**Problem requirements:** Transcribe all records exactly; omit pictures.

**Material for this exercise:**
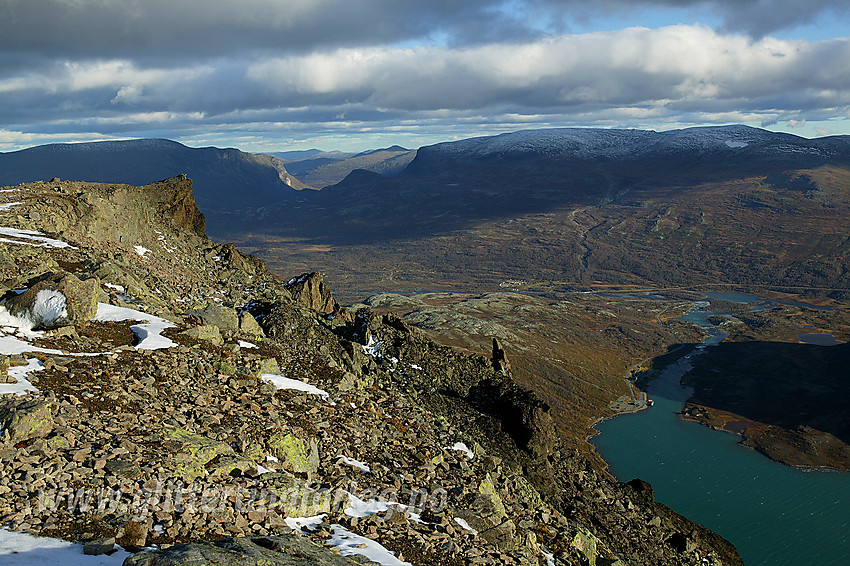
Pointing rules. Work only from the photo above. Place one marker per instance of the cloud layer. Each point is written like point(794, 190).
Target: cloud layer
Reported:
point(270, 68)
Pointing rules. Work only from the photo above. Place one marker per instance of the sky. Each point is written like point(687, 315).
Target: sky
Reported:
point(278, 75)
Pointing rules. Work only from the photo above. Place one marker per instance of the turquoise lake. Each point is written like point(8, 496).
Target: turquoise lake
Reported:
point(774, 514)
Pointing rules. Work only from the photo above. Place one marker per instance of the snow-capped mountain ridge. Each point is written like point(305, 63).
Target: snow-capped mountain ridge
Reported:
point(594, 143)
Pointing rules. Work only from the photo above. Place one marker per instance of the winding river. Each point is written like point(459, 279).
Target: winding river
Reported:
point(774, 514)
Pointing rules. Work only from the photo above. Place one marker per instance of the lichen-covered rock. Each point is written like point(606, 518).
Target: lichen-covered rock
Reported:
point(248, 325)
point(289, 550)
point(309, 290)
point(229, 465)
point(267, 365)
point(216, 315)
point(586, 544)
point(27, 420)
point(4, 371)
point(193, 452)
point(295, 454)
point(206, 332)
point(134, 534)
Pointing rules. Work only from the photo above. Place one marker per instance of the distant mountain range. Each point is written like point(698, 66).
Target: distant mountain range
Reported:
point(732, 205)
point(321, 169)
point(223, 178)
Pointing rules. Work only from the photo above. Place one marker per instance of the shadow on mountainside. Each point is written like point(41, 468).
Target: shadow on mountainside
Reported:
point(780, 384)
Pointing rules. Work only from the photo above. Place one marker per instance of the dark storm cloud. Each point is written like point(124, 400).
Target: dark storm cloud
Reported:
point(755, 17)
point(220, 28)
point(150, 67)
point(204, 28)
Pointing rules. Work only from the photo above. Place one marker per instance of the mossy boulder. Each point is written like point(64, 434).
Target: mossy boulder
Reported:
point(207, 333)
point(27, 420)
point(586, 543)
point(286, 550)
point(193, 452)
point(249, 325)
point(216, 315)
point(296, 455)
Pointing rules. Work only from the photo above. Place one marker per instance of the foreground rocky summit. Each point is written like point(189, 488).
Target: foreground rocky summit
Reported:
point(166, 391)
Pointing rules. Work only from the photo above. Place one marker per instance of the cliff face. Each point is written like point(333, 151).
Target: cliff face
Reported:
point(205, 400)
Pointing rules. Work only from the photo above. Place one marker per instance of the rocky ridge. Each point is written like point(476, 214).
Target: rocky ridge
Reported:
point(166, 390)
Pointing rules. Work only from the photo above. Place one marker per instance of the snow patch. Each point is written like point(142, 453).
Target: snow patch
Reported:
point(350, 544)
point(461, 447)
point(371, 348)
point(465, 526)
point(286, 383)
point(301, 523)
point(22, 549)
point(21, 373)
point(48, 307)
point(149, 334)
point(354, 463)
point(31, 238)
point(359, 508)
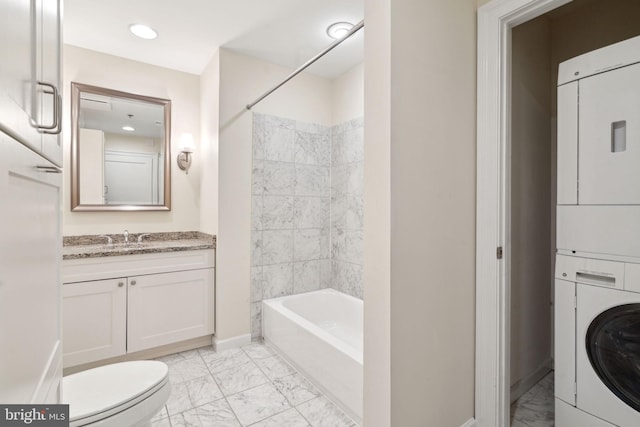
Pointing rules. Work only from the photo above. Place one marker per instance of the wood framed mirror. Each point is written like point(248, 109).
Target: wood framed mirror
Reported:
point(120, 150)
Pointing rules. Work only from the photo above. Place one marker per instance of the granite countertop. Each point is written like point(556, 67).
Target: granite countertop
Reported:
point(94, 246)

**Written response:**
Pointing rules. Work only from the photo above. Place one marker per instance of the cloud layer. Each point is written like point(794, 190).
Target: cloud layer
Reported:
point(270, 68)
Pointing rules. Work only from the photo above. Place one marker per instance of the sky. Each point is written like point(687, 315).
Target: sky
Reported:
point(278, 75)
Pointing rules. Work only from the photo above. Place one marker per instance of the turquoise lake. Each point is written like point(8, 496).
Target: turquoise lake
Reported:
point(774, 514)
Pointing rules. Work only from the photo above. Place one marker per instance of the snow-capped mountain ridge. Each point is written like point(305, 63).
Target: snow-capped mountain ridge
Reported:
point(594, 143)
Pointing rules. Work only from the photo above. Place one marker per instance of the winding river. Each point is written like point(459, 279).
Target: winding river
Reported:
point(774, 514)
Pointing rules. Work only from the photo above. Place one marker per instance of the lichen-covered rock. Each point is written like point(606, 518).
Target: lichen-covered rock
Reported:
point(248, 325)
point(289, 550)
point(309, 290)
point(229, 465)
point(267, 365)
point(216, 315)
point(586, 544)
point(27, 420)
point(4, 371)
point(193, 452)
point(295, 454)
point(206, 332)
point(134, 534)
Pointing rules. Work only from the photo above. Place one marker per instance of the distant mountain range. Each point is written like point(698, 66).
Target: distant mountain range
Reported:
point(732, 205)
point(321, 169)
point(223, 178)
Pointing rules. Work only from the photo above. Place one marker per instance of the shadow on mountainside. Each point is written like point(41, 468).
Target: shadow on mountainside
Reported:
point(780, 384)
Pointing rules. Work only from the photo above. Place one marker per instance of the dark storm cloud. Each point is written like point(124, 400).
Target: dark storm cloud
Reported:
point(755, 17)
point(220, 28)
point(150, 67)
point(204, 28)
Pointing rules. Work only from the photo above. Place one marker per instance of the mossy boulder. Each point is written like point(64, 434).
Target: mossy boulder
Reported:
point(207, 333)
point(27, 420)
point(586, 543)
point(286, 550)
point(193, 452)
point(249, 325)
point(216, 315)
point(296, 455)
Pointing rules. Work only from the photo above. Place one marker per instance of the foreground rocky summit. Each point is written like point(189, 488).
Target: foreground rocky summit
Reported:
point(166, 391)
Pointing rules. Work only from the photo above. Place one marker per instance of the cliff face. Each point is written like point(333, 151).
Target: cliff face
Reported:
point(205, 400)
Pointing rules. Work only from the photo above. Place one marker per instance of the rocky ridge. Each point is written like point(476, 214).
Target: rocky ridge
Reported:
point(166, 390)
Pointing rules. Work only from the photo above. Place one marker per instance of the snow patch. Each point is written like point(142, 453).
Target: snow patch
Reported:
point(350, 544)
point(461, 447)
point(371, 348)
point(465, 526)
point(286, 383)
point(301, 523)
point(22, 549)
point(21, 373)
point(48, 307)
point(149, 334)
point(354, 463)
point(31, 238)
point(359, 508)
Pointing rules. Work only from the photo above. Place one marker per instance of the wood framed mirror. Each point is written like point(248, 109).
Target: wood framed mirror
Reported:
point(120, 150)
Pointing rules. Work only from the photo above. Place one marker per instance of the granite countertop. Each point is written like point(556, 67).
Target: granite countertop
Reported:
point(94, 246)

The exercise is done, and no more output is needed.